◆ **WHAT YOU ARE ASKED TO DO**:
Transcribe every line of the listing below without any deviation.

◆ **PROVIDED INFORMATION**:
******
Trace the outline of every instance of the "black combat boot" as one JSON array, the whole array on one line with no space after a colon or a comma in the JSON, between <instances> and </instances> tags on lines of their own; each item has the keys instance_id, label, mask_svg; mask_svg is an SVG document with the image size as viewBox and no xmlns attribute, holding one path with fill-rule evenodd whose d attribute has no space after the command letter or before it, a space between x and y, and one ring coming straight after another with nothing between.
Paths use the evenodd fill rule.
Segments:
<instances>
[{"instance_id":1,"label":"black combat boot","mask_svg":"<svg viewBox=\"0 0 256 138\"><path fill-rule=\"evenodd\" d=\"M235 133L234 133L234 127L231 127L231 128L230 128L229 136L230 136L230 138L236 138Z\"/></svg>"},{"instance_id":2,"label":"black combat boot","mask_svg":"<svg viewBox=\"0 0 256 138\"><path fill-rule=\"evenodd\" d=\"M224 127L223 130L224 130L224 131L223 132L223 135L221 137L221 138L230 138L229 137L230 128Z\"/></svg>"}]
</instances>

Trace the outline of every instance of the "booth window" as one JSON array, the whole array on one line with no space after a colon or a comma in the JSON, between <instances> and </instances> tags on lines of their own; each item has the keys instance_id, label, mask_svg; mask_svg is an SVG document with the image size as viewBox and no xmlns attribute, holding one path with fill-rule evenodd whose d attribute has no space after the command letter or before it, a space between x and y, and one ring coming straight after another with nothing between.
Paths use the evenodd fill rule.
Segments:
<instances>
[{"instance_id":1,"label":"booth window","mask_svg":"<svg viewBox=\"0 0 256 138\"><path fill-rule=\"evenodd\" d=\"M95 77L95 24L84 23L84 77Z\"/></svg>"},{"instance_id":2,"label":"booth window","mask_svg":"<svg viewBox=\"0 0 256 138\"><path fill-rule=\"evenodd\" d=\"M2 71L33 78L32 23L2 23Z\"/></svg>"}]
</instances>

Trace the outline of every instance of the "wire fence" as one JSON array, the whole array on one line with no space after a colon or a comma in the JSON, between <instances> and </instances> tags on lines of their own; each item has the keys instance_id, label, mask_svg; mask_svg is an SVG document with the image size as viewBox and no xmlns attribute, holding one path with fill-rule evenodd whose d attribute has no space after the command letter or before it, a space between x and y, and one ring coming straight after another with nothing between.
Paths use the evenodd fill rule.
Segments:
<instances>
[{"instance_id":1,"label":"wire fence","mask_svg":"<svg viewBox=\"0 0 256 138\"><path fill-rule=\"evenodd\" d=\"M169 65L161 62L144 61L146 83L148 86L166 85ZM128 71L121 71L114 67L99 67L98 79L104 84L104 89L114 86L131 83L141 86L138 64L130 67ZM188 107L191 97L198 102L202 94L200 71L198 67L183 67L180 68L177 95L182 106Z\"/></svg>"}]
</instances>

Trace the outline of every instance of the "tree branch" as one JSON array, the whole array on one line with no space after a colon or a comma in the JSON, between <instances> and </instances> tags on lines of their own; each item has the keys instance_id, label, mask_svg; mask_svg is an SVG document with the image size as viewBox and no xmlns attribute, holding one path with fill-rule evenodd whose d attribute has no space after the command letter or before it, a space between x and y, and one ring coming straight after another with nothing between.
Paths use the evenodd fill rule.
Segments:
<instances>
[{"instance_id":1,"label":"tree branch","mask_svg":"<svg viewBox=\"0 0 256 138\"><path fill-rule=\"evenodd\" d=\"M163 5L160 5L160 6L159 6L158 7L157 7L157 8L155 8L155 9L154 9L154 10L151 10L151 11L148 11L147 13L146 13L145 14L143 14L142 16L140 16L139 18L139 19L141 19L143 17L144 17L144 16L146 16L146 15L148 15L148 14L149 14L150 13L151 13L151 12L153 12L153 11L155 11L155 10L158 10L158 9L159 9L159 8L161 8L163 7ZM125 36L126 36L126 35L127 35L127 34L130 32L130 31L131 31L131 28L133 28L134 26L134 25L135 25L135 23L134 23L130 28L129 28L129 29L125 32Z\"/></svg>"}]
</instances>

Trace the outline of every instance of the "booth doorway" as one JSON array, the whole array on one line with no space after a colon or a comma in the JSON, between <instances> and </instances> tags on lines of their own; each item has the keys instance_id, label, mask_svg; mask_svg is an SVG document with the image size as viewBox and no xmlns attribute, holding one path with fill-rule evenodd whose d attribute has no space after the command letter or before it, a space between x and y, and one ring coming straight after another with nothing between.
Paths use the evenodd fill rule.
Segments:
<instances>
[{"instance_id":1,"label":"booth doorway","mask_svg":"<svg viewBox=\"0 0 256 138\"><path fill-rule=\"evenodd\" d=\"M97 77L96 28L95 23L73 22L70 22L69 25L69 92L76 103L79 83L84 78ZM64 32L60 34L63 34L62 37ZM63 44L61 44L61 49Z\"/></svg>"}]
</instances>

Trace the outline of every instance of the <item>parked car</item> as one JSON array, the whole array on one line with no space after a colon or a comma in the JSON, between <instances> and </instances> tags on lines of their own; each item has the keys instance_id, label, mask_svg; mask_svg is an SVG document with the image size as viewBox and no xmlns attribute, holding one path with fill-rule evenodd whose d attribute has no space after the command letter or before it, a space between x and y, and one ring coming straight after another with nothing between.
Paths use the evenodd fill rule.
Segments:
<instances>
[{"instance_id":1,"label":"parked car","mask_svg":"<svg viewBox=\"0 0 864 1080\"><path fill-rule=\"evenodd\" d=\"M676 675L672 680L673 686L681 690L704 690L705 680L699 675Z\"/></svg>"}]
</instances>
******
◆ **CORRECT OUTPUT**:
Trace the outline of every instance of the "black combat boot" as one JSON array, the whole array on one line with no space after a colon or a comma in the JSON, between <instances> and </instances> tags on lines of their own; each item has the keys instance_id, label, mask_svg; mask_svg is an SVG document with the image size as viewBox and no xmlns attribute, holding one path with fill-rule evenodd whose d attribute has no space after the command letter or before it, a space between x and y, and one ring coming straight after another with nothing between.
Paths use the evenodd fill rule.
Segments:
<instances>
[{"instance_id":1,"label":"black combat boot","mask_svg":"<svg viewBox=\"0 0 256 138\"><path fill-rule=\"evenodd\" d=\"M235 133L234 133L234 127L231 127L231 128L230 128L229 136L230 136L230 138L236 138Z\"/></svg>"},{"instance_id":2,"label":"black combat boot","mask_svg":"<svg viewBox=\"0 0 256 138\"><path fill-rule=\"evenodd\" d=\"M224 127L223 130L224 130L224 131L223 132L223 135L221 137L221 138L230 138L229 137L230 128Z\"/></svg>"}]
</instances>

Trace the outline of every instance of the "booth window" as one JSON array, the whole array on one line with no space after a colon or a comma in the JSON, between <instances> and </instances> tags on lines of their own; each item has the keys instance_id, label, mask_svg; mask_svg is an SVG document with the image size as viewBox and no xmlns attribute, holding one path with fill-rule evenodd whose d attribute has no space after the command letter or before it, a space between x and y, and one ring coming straight after another with nothing between.
Paths use the evenodd fill rule.
Segments:
<instances>
[{"instance_id":1,"label":"booth window","mask_svg":"<svg viewBox=\"0 0 256 138\"><path fill-rule=\"evenodd\" d=\"M95 77L95 24L84 23L84 77Z\"/></svg>"},{"instance_id":2,"label":"booth window","mask_svg":"<svg viewBox=\"0 0 256 138\"><path fill-rule=\"evenodd\" d=\"M2 71L33 78L32 23L2 23Z\"/></svg>"}]
</instances>

Trace the outline of every instance of the "wire fence" as one JSON array, the whole array on one line with no space after a colon or a comma in the JSON, between <instances> and </instances> tags on lines of their own; each item has the keys instance_id, label, mask_svg; mask_svg is an SVG document with the image size as viewBox and no xmlns attribute, holding one path with fill-rule evenodd whose d attribute has no space after the command letter or before it, a space between x and y, and one ring coming straight after another with nothing between.
Paths use the evenodd fill rule.
Segments:
<instances>
[{"instance_id":1,"label":"wire fence","mask_svg":"<svg viewBox=\"0 0 256 138\"><path fill-rule=\"evenodd\" d=\"M169 65L161 62L144 61L146 83L148 86L166 85ZM128 71L121 71L114 67L99 67L98 79L104 84L104 89L114 86L131 83L141 86L138 64L130 67ZM188 107L191 97L198 102L202 94L200 71L198 67L183 67L180 68L177 95L182 106Z\"/></svg>"}]
</instances>

Trace the outline of every instance of the "tree branch" as one JSON array, the whole array on one line with no space after a colon or a comma in the JSON, between <instances> and </instances> tags on lines of their own; each item has the keys instance_id, label, mask_svg; mask_svg is an SVG document with the image size as viewBox and no xmlns attribute, holding one path with fill-rule evenodd whose d attribute has no space after the command letter or before it, a space between x and y, and one ring coming straight after another with nothing between.
Paths use the evenodd fill rule.
Segments:
<instances>
[{"instance_id":1,"label":"tree branch","mask_svg":"<svg viewBox=\"0 0 256 138\"><path fill-rule=\"evenodd\" d=\"M163 5L160 5L160 6L159 6L158 7L157 7L157 8L155 8L155 9L154 9L154 10L151 10L151 11L148 11L147 13L146 13L145 14L143 14L142 16L140 16L139 18L139 19L141 19L143 17L144 17L144 16L146 16L146 15L148 15L148 14L149 14L150 13L151 13L151 12L153 12L153 11L155 11L155 10L158 10L158 9L159 9L159 8L161 8L163 7ZM125 36L126 36L126 35L127 35L127 34L130 32L130 31L131 31L131 28L133 28L134 26L134 25L135 25L135 23L134 23L130 28L129 28L129 29L125 32Z\"/></svg>"}]
</instances>

Trace the outline of every instance of the "booth doorway" as one JSON array, the whole array on one line with no space after a colon or a comma in the JSON, between <instances> and </instances> tags on lines of their own; each item has the keys instance_id, label, mask_svg; mask_svg is an SVG document with the image size as viewBox and no xmlns attribute, holding one path with fill-rule evenodd whose d attribute has no space after the command letter or before it, a space between x and y, and one ring coming straight after another with nothing between.
Paths use the evenodd fill rule.
Segments:
<instances>
[{"instance_id":1,"label":"booth doorway","mask_svg":"<svg viewBox=\"0 0 256 138\"><path fill-rule=\"evenodd\" d=\"M97 77L96 28L95 23L73 22L70 22L69 25L69 92L76 103L79 83L84 78ZM64 32L60 34L63 34L62 37ZM63 44L61 44L61 49Z\"/></svg>"}]
</instances>

Trace the outline of every instance of the <item>parked car</item> as one JSON array, the whole array on one line with no space after a colon or a comma in the JSON, between <instances> and </instances> tags on lines of their own; each item has the keys instance_id, label, mask_svg; mask_svg is an SVG document with the image size as viewBox and no xmlns attribute, holding one path with fill-rule evenodd whose d attribute has no space after the command letter or before it, a space between x and y, and one ring coming straight after another with nothing between.
Paths use the evenodd fill rule.
Segments:
<instances>
[{"instance_id":1,"label":"parked car","mask_svg":"<svg viewBox=\"0 0 864 1080\"><path fill-rule=\"evenodd\" d=\"M676 675L672 680L673 686L681 690L704 690L705 680L699 675Z\"/></svg>"}]
</instances>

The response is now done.